━━ Отрывок документа ━━

И на том, и на другом берегу Ла-Манша, и во владениях короля Франции, и во владениях английского короля царило такое же возбуждение, как в те далекие времена, когда Людовик VII и Алиенора собирались в крестовый поход. Но ставка на этот раз была куда более серьезной, и обстоятельства намного более тяжелыми, чем сорок лет тому назад. При падении Эдессы сорок пять тысяч христиан были убиты или попали в рабство, и Северная Сирия оказалась беззащитной перед нападением турок. Но теперь дело обернулось еще хуже: сам Святой Город оказался во власти мусульман. Неужели, просуществовав столетие, слабое христианское государство, день за днем державшееся лишь ценой героического самопожертвования – такого, как подвиг умершего четыре года тому назад молодого, изъеденного проказой Иерусалимского короля, в последние годы своей короткой жизни приказывавшего относить его на поле битвы на носилках, – должно было исчезнуть? Но все к этому шло.
Потеря Иерусалима означала, что на египетские и сирийские рынки длинной вереницей потянутся, под охраной мусульман, рабы-христиане. Больше месяца, со второго октября по десятое ноября 1187 г., день за днем продолжался страшный отбор, опустошавший Святой Город, изгоняя из него франкское население, и разрушавший семьи: слуги Саладина выпускали стариков и детей, но юношей и девушек оставляли между первой и второй городскими стенами. Таким образом, там набралось, по самым скромным подсчетам, от одиннадцати до шестнадцати тысяч обращенных в рабство молодых людей, из числа которых пять тысяч отправили в Египет, чтобы строить укрепления. И все же победитель, Саладин, проявил редкое великодушие: он действительно согласился на почетную для города капитуляцию, правда, лишь под угрозой, что все там будет полностью разрушено твердо решившим обороняться народом, – все, в том числе и мусульманская святыня, мечеть Омара. Гаттинское поражение почти лишило город защитников, но один из уцелевших в этой бойне сеньоров, Балиан д'Ибелин, наспех организовал сопротивление; он возвел в рыцарское достоинство шестьдесят горожан, превратив их тем самым в воинов, и, как ни слабо они были подготовлены, им все же удалось нанести поражение авангарду Саладина, который никак не ожидал подобного выступления и рассчитывал войти в открытый город. Поняв, что иерусалимские франки готовы на отчаянные поступки он, в конце концов, предложил побежденным освободиться за выкуп: десять безантов за мужчину, пять за женщину, один за ребенка. Но только двое из каждых ста франков, живших в Иерусалиме, располагали подобной суммой (один безант был равен примерно двенадцати франкским золотым монетам). Балиан добился того, чтобы самых бедных освободили за общую сумму: семь тысяч человек за тридцать тысяч безантов, которые выплатили, правда, лишь под нажимом, тамплиеры и госпитальеры. И Саладин, что с его стороны было очень благородно, прибавил к этому числу еще тысячу рабов, выкупленных им самим, и другую тысячу выкупил его брат, Малик Аль-Адил. Кроме того, он позволил остаться в Иерусалиме двум старикам, потому что на него произвел впечатление их преклонный возраст: одному из них было больше ста лет, он уцелел со времен первого крестового похода, того, который начался на Западе в 1096 г. и закончился три года спустя завоеванием Святой земли.

━━━
━━ Записанные данные ━━

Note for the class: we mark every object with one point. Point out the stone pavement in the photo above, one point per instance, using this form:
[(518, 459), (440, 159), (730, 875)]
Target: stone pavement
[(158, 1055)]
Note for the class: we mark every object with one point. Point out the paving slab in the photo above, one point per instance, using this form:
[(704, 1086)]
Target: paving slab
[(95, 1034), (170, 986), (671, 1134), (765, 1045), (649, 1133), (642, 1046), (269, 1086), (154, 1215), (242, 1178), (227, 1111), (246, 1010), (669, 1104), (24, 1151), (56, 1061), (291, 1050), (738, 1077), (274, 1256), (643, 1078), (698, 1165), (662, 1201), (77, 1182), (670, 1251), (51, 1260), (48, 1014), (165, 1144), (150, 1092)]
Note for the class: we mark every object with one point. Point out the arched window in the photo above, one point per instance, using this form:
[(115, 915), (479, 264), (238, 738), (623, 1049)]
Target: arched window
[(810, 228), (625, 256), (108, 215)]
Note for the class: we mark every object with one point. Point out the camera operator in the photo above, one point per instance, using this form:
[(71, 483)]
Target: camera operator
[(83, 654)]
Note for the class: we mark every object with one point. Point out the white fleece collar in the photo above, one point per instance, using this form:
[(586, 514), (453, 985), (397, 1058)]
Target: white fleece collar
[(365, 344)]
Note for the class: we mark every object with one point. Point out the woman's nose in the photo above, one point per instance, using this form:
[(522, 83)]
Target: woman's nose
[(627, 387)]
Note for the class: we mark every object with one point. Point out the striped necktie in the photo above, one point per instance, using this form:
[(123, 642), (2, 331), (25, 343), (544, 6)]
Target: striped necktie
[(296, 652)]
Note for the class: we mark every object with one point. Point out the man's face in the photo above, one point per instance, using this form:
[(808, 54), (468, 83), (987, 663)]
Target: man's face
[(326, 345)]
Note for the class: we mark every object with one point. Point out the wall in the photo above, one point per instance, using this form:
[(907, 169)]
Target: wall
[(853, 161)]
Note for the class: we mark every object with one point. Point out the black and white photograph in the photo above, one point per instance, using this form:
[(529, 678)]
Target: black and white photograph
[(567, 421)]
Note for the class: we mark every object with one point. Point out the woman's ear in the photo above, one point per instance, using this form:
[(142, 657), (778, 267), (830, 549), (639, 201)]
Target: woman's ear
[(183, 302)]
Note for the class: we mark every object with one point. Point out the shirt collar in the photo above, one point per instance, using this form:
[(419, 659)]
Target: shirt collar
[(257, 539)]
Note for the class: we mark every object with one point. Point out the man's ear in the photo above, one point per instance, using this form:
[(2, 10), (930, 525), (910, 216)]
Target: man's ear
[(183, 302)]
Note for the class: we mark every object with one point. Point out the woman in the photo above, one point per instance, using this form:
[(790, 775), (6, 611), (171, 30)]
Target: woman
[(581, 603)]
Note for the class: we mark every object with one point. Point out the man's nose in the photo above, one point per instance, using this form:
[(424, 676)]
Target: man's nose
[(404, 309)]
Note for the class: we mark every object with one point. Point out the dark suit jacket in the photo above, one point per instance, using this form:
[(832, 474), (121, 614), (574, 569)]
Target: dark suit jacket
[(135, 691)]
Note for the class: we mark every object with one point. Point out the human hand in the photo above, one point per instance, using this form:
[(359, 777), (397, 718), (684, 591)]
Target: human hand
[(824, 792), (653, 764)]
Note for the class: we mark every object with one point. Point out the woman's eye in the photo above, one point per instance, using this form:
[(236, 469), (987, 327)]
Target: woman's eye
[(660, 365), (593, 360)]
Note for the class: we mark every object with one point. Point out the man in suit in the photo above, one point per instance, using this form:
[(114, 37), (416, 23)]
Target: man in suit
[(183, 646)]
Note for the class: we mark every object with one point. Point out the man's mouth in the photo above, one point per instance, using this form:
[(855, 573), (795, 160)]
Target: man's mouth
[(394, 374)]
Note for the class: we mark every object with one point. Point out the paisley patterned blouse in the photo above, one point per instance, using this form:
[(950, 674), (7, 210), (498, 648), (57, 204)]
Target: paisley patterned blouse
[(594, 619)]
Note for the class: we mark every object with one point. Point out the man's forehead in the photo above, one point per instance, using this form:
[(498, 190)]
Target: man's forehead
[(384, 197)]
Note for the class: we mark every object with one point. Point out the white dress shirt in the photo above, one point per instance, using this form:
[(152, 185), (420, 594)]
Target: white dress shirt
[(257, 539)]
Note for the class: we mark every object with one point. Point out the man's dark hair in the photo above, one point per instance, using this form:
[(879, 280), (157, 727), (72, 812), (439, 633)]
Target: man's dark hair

━━━

> Задания для выполнения
1. Ответьте на вопросы по тексту о падении Иерусалима:
(a) Сколько христиан были убиты или попали в рабство при падении Эдессы?
(b) Какой выкуп в безантах Саладин назначил за женщину?
(c) Скольких горожан Балиан д'Ибелин возвел в рыцарское достоинство?
2. Продолжите, пожалуйста, текст о падении Иерусалима, начав сразу после его последнего предложения.

> Ответы по порядку
1.
(a) Сорок пять тысяч.
(b) Пять безантов.
(c) Шестьдесят.

2.
По всей Сирии и по всей Палестине можно было видеть множество подобных эпизодов исхода, и беженцев на побережье становилось все больше по мере того, как одна за другой сдавались франкские крепости, которым в течение столетия чудом удавалось защищать от набегов с того берега Иордана узкую полоску земли, представлявшую собой Иерусалимское королевство (протяженность его границ равнялась приблизительно 360 километрам, ширина этой полоски колебалась от 60 до 90 километров): Шатонёф, Сафед, Бовуар, Бо-фор. Тем временем новый византийский император, Исаак Ангел, поздравил Саладина с победой.
Можно было подумать, что никаких христиан, и даже греков, в Святой Земле отныне не будет, и возвращаются времена, когда совершить паломничество в Иерусалим было опасным подвигом – между набегами бедуинов, постоянной угрозой со стороны турок и притеснений от византийских стражей Гроба Господня. Впрочем, подобный исход следовало предвидеть с тех пор, как в лице сначала Нуреддина, а затем Саладина, осуществилось объединение мусульманского мира от водопадов Нила до Евфрата, от Александрии до Алеппо, поставившее Египет и Сирию под власть одного человека.
И все же франкские королевства просуществуют еще больше столетия. Правда, в форме, сильно отличавшейся от той, какая определилась в результате первого крестового похода. Несколько баронов цеплялись, словно тонущие, за уцелевшие обломки: стены Антиохии, стены крепости поблизости от Маргата, доверенной госпитальерам, равно как и стены Крака де Шевалье или укрепленной тамплиерами Тортосы, могли выдержать любой натиск. Неожиданное прибытие эскадры сицилийских норманнов, которую вел мальтийский граф Маргарито Бриндизийский, помогло спасти Триполи на побережье; то же самое сделал для портового города и Тира полунемецкий, полуитальянский барон Конрад Монферратский, поспешивший его укрепить в предвидении скорого нападения Саладина.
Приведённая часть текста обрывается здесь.